--- EXERCISE MATERIAL ---
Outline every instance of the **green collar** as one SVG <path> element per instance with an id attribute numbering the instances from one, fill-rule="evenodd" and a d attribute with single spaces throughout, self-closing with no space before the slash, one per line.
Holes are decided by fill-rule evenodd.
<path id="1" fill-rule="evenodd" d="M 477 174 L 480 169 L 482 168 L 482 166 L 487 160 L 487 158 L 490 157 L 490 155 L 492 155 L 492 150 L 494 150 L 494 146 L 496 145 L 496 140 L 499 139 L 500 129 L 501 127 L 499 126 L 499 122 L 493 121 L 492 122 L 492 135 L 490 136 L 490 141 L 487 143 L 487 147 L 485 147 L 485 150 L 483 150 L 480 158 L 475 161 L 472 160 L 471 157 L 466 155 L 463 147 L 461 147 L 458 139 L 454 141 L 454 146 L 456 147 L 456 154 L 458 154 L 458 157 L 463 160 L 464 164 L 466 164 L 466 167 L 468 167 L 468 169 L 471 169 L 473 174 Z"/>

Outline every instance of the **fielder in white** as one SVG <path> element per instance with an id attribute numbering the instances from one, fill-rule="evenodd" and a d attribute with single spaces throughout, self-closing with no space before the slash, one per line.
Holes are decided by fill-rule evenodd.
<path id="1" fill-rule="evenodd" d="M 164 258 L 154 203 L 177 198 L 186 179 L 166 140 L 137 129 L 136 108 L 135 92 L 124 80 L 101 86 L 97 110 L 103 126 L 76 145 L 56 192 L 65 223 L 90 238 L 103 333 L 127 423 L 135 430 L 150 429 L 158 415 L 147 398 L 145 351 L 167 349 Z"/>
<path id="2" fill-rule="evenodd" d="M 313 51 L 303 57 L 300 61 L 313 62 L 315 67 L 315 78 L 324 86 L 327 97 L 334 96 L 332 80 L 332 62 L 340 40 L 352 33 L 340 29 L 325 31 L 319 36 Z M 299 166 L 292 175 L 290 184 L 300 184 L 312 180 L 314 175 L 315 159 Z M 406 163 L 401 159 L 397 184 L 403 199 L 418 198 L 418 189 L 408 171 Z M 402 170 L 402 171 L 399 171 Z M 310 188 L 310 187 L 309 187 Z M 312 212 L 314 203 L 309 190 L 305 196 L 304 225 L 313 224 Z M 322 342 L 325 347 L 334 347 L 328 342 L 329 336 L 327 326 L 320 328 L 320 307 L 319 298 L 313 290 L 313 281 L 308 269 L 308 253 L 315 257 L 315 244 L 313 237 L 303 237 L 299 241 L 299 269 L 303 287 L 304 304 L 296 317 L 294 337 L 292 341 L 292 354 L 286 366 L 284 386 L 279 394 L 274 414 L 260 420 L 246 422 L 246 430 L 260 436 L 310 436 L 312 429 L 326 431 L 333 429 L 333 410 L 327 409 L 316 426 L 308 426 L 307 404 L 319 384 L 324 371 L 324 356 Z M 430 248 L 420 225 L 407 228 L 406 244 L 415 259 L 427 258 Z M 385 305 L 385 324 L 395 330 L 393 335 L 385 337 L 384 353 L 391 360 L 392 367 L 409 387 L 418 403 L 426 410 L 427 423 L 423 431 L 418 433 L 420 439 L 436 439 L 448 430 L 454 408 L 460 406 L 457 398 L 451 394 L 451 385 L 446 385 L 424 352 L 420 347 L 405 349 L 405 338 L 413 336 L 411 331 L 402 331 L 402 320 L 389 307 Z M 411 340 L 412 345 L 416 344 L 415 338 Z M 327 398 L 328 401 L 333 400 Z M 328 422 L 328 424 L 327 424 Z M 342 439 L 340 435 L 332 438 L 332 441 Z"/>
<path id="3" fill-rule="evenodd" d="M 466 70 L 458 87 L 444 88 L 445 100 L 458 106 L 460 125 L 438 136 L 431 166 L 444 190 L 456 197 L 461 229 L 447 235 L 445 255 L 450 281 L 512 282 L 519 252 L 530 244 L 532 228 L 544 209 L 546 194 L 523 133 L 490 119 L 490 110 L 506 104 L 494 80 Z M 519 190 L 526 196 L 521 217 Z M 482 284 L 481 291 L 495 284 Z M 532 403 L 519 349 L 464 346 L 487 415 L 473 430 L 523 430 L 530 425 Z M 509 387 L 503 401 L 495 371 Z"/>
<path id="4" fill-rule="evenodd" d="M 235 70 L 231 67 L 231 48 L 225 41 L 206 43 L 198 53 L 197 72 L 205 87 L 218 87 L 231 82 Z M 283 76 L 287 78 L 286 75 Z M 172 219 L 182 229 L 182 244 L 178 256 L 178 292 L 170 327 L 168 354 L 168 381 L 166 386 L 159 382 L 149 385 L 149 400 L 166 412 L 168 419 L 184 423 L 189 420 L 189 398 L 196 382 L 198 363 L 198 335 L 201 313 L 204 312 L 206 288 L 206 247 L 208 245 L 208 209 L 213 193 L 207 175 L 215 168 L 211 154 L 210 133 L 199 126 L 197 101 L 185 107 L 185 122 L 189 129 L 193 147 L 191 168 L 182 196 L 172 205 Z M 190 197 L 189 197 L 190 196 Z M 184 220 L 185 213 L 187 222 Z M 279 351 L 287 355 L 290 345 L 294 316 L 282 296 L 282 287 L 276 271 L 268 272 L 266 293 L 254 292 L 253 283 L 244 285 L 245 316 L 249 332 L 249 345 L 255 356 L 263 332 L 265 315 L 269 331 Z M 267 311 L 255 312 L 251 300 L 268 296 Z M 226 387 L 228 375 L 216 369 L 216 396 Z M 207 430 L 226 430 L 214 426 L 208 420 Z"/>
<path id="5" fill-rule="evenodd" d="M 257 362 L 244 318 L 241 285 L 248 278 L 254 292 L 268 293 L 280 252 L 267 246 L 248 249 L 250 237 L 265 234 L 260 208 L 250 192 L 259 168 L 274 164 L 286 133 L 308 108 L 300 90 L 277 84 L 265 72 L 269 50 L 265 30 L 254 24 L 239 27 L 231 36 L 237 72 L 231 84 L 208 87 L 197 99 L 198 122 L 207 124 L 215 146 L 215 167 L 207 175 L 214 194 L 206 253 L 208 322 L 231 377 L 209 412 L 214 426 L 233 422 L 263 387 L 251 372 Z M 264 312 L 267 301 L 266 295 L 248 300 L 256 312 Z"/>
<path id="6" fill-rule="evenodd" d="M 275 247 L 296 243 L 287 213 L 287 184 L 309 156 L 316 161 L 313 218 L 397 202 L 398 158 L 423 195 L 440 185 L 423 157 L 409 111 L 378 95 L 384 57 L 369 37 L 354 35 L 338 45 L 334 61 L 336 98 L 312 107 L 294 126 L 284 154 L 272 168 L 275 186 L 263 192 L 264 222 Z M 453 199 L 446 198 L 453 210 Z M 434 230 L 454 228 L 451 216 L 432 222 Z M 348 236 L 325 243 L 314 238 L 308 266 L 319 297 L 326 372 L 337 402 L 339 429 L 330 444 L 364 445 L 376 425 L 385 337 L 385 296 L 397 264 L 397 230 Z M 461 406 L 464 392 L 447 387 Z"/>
---
■ WHAT IS REQUIRED ■
Rewrite all of the data above as a JSON list of strings, with one string for each line and no strings for blank lines.

■ REPLY TO THE TASK ■
[
  "Outline every instance of the **green collar** as one SVG <path> element per instance with an id attribute numbering the instances from one, fill-rule=\"evenodd\" and a d attribute with single spaces throughout, self-closing with no space before the slash, one per line.",
  "Holes are decided by fill-rule evenodd.",
  "<path id=\"1\" fill-rule=\"evenodd\" d=\"M 477 174 L 480 169 L 482 168 L 482 166 L 487 160 L 487 158 L 490 157 L 490 155 L 492 155 L 492 150 L 494 150 L 494 146 L 496 145 L 496 140 L 499 139 L 500 129 L 501 127 L 499 126 L 499 122 L 493 121 L 492 122 L 492 135 L 490 136 L 490 141 L 487 143 L 487 147 L 485 147 L 485 150 L 483 150 L 480 158 L 475 161 L 472 160 L 471 157 L 466 155 L 463 147 L 461 147 L 458 139 L 454 141 L 454 146 L 456 147 L 456 154 L 458 154 L 458 157 L 463 160 L 464 164 L 466 164 L 466 167 L 468 167 L 468 169 L 471 169 L 473 174 Z\"/>",
  "Outline every instance of the **fielder in white** as one SVG <path> element per instance with an id attribute numbering the instances from one, fill-rule=\"evenodd\" and a d attribute with single spaces throughout, self-closing with no space before the slash, one per line.",
  "Holes are decided by fill-rule evenodd.",
  "<path id=\"1\" fill-rule=\"evenodd\" d=\"M 164 258 L 154 203 L 177 198 L 186 179 L 166 140 L 137 129 L 136 108 L 135 92 L 124 80 L 101 86 L 97 110 L 103 126 L 76 145 L 56 192 L 65 223 L 90 238 L 103 333 L 127 423 L 135 430 L 150 429 L 158 415 L 147 398 L 145 351 L 167 349 Z\"/>",
  "<path id=\"2\" fill-rule=\"evenodd\" d=\"M 313 51 L 303 57 L 300 61 L 313 62 L 315 67 L 315 78 L 324 86 L 327 97 L 334 96 L 332 80 L 332 62 L 340 40 L 352 33 L 340 29 L 325 31 L 319 36 Z M 299 166 L 292 175 L 290 184 L 300 184 L 312 180 L 314 175 L 315 159 Z M 406 163 L 401 159 L 397 184 L 403 199 L 418 198 L 418 189 L 408 171 Z M 402 170 L 402 171 L 399 171 Z M 310 188 L 310 187 L 309 187 Z M 312 212 L 314 203 L 309 190 L 305 196 L 304 225 L 313 224 Z M 322 342 L 325 347 L 334 347 L 328 342 L 329 336 L 327 326 L 320 328 L 320 307 L 319 298 L 313 290 L 313 281 L 308 269 L 308 253 L 315 257 L 315 244 L 313 237 L 303 237 L 299 241 L 299 269 L 303 287 L 304 304 L 296 317 L 294 337 L 292 341 L 292 354 L 286 366 L 284 386 L 279 394 L 274 414 L 260 420 L 246 422 L 246 430 L 260 436 L 310 436 L 312 429 L 326 431 L 333 429 L 333 410 L 327 409 L 316 426 L 308 426 L 307 404 L 319 384 L 324 371 L 324 356 Z M 430 248 L 420 225 L 407 228 L 406 244 L 415 259 L 427 258 Z M 385 305 L 385 324 L 395 330 L 393 335 L 385 337 L 384 353 L 391 360 L 392 367 L 409 387 L 418 403 L 426 410 L 427 423 L 423 431 L 418 433 L 420 439 L 436 439 L 448 430 L 454 408 L 460 406 L 457 398 L 451 394 L 451 385 L 446 385 L 424 352 L 420 347 L 405 349 L 405 338 L 413 336 L 411 331 L 402 331 L 402 320 L 389 307 Z M 411 340 L 412 345 L 416 344 L 415 338 Z M 327 398 L 328 401 L 333 400 Z M 328 422 L 328 424 L 327 424 Z M 342 439 L 340 435 L 332 438 L 332 441 Z\"/>",
  "<path id=\"3\" fill-rule=\"evenodd\" d=\"M 466 70 L 458 87 L 444 88 L 445 100 L 458 106 L 460 125 L 438 136 L 431 166 L 444 190 L 456 197 L 461 229 L 447 235 L 445 255 L 450 281 L 512 282 L 519 252 L 530 244 L 532 228 L 544 209 L 546 194 L 523 133 L 490 119 L 490 110 L 506 104 L 494 80 Z M 519 190 L 526 196 L 521 217 Z M 482 284 L 481 291 L 495 284 Z M 532 403 L 519 349 L 464 346 L 487 415 L 473 430 L 523 430 L 530 425 Z M 509 387 L 503 401 L 495 371 Z\"/>",
  "<path id=\"4\" fill-rule=\"evenodd\" d=\"M 235 70 L 231 67 L 231 48 L 225 41 L 206 43 L 198 53 L 197 72 L 205 87 L 218 87 L 231 82 Z M 283 76 L 287 78 L 286 75 Z M 172 219 L 182 229 L 182 244 L 178 256 L 178 292 L 170 327 L 168 354 L 168 381 L 166 386 L 159 382 L 149 385 L 149 400 L 166 412 L 168 419 L 184 423 L 189 420 L 189 398 L 196 382 L 198 363 L 198 335 L 201 313 L 204 312 L 206 288 L 206 247 L 208 245 L 208 209 L 213 193 L 207 175 L 215 168 L 211 154 L 210 133 L 199 126 L 197 101 L 185 107 L 185 122 L 189 129 L 193 147 L 191 168 L 182 196 L 172 205 Z M 190 197 L 189 197 L 190 196 Z M 184 220 L 185 213 L 187 222 Z M 279 351 L 287 355 L 290 345 L 294 316 L 282 296 L 282 287 L 276 271 L 268 272 L 266 293 L 254 292 L 253 283 L 244 285 L 245 316 L 249 332 L 249 345 L 255 356 L 263 332 L 265 315 L 269 331 Z M 267 311 L 255 312 L 251 300 L 268 296 Z M 226 387 L 228 375 L 216 369 L 216 396 Z M 207 430 L 226 430 L 214 426 L 208 420 Z\"/>",
  "<path id=\"5\" fill-rule=\"evenodd\" d=\"M 257 362 L 244 318 L 241 285 L 248 278 L 254 292 L 268 293 L 280 252 L 267 246 L 248 249 L 250 237 L 265 234 L 260 208 L 250 192 L 259 168 L 274 164 L 286 133 L 308 108 L 300 90 L 277 84 L 265 72 L 269 50 L 265 30 L 254 24 L 239 27 L 231 36 L 237 72 L 231 84 L 208 87 L 197 99 L 198 122 L 207 124 L 215 146 L 215 167 L 207 175 L 214 194 L 206 253 L 208 322 L 231 377 L 209 412 L 214 426 L 233 422 L 263 387 L 251 372 Z M 264 312 L 267 301 L 266 295 L 248 300 L 256 312 Z\"/>",
  "<path id=\"6\" fill-rule=\"evenodd\" d=\"M 275 247 L 296 243 L 287 213 L 287 184 L 309 156 L 316 161 L 313 218 L 397 202 L 398 158 L 423 195 L 440 185 L 423 157 L 409 111 L 378 95 L 384 57 L 369 37 L 354 35 L 338 45 L 334 61 L 336 98 L 312 107 L 294 126 L 284 154 L 272 168 L 275 186 L 263 192 L 264 222 Z M 453 199 L 446 198 L 453 210 Z M 434 230 L 454 228 L 451 216 L 432 222 Z M 348 236 L 325 243 L 314 238 L 308 266 L 319 297 L 326 372 L 337 402 L 339 429 L 330 444 L 364 445 L 376 425 L 385 337 L 385 296 L 397 264 L 397 230 Z M 461 406 L 464 392 L 447 387 Z\"/>"
]